→ Exercise brief
Exactly as written, transcribe the lines that run from the one containing "Instruction for this labeling pass: find the yellow petal" to the end of the records below.

╭──

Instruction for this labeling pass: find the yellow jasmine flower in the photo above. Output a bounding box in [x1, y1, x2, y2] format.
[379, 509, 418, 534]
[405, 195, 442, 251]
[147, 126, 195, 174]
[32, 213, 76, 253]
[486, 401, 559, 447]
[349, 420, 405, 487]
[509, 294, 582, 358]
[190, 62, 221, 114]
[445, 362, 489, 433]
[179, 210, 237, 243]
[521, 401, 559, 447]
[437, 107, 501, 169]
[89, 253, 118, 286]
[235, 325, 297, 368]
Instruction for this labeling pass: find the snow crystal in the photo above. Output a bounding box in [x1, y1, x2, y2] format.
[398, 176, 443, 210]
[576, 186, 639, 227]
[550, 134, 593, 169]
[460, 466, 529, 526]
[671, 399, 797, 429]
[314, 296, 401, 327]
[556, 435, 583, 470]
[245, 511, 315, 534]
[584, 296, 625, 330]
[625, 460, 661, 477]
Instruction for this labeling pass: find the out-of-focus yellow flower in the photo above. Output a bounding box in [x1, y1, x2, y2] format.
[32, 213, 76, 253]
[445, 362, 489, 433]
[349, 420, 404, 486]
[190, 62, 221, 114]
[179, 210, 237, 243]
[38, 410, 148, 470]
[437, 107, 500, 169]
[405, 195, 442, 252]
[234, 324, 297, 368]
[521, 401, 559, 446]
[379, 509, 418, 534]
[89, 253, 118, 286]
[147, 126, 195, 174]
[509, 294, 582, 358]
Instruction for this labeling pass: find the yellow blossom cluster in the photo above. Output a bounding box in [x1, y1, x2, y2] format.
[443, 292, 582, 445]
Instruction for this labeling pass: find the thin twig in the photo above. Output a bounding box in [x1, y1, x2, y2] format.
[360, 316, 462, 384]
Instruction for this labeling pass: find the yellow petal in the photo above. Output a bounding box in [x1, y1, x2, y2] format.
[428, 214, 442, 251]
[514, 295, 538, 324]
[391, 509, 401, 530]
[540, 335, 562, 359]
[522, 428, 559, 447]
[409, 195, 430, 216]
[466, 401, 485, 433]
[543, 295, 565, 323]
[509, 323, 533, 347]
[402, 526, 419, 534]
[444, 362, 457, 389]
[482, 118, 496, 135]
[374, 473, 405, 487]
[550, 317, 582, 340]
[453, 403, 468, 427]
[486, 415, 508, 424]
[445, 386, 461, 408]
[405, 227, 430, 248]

╰──

→ Output of the task
Instruction for this labeling pass: find the yellow petal in the photo above. Output a bounding box in [x1, y1, x2, y2] format.
[428, 214, 442, 251]
[514, 295, 538, 324]
[391, 509, 401, 530]
[540, 335, 562, 359]
[522, 428, 559, 447]
[409, 195, 430, 216]
[466, 401, 485, 433]
[543, 295, 565, 323]
[509, 323, 533, 347]
[402, 526, 419, 534]
[444, 362, 457, 389]
[482, 118, 496, 135]
[374, 473, 405, 487]
[550, 317, 582, 340]
[453, 403, 468, 427]
[486, 415, 508, 424]
[445, 386, 461, 408]
[405, 227, 430, 248]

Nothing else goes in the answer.